→ Task statement
Show each line of the data below in which "marking" occurs.

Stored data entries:
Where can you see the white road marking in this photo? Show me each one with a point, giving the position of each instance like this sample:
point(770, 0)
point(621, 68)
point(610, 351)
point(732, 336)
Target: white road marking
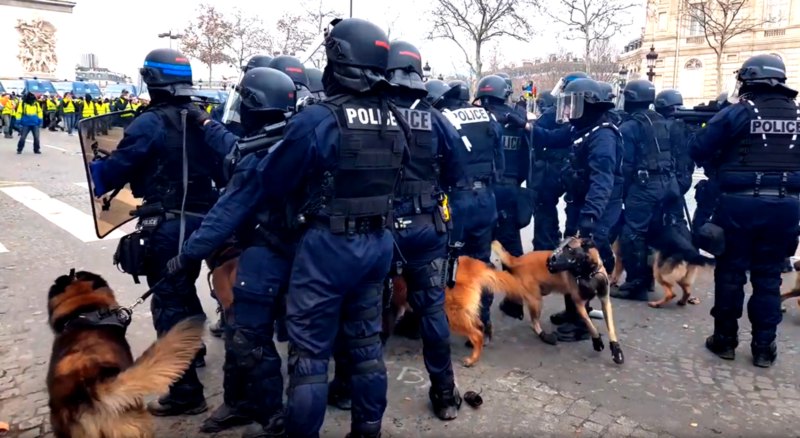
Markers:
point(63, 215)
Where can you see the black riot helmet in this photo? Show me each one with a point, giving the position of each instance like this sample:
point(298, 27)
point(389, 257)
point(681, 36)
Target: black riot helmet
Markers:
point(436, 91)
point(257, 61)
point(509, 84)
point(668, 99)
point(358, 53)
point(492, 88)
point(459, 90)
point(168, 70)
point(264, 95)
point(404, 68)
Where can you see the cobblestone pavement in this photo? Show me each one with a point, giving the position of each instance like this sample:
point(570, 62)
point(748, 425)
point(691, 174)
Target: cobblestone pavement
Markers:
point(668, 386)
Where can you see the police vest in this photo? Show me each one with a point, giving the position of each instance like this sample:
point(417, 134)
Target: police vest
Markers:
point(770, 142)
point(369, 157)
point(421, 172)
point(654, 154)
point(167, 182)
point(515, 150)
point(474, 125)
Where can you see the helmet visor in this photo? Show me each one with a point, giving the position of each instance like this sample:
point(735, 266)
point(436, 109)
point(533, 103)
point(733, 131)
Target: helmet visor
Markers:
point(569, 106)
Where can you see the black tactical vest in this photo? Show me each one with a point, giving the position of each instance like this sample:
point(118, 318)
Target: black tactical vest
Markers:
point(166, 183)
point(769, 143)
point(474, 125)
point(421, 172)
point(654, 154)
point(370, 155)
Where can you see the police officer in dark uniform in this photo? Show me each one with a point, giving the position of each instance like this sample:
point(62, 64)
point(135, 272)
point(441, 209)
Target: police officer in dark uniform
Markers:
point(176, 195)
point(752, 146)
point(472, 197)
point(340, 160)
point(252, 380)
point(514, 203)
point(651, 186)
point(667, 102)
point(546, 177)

---

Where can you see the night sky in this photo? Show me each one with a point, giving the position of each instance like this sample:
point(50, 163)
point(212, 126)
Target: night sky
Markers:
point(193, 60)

→ Exercise answer
Where can you see the white road marking in this photo? Show me each one with a point, giving the position of each instance like this sample:
Target: white road marking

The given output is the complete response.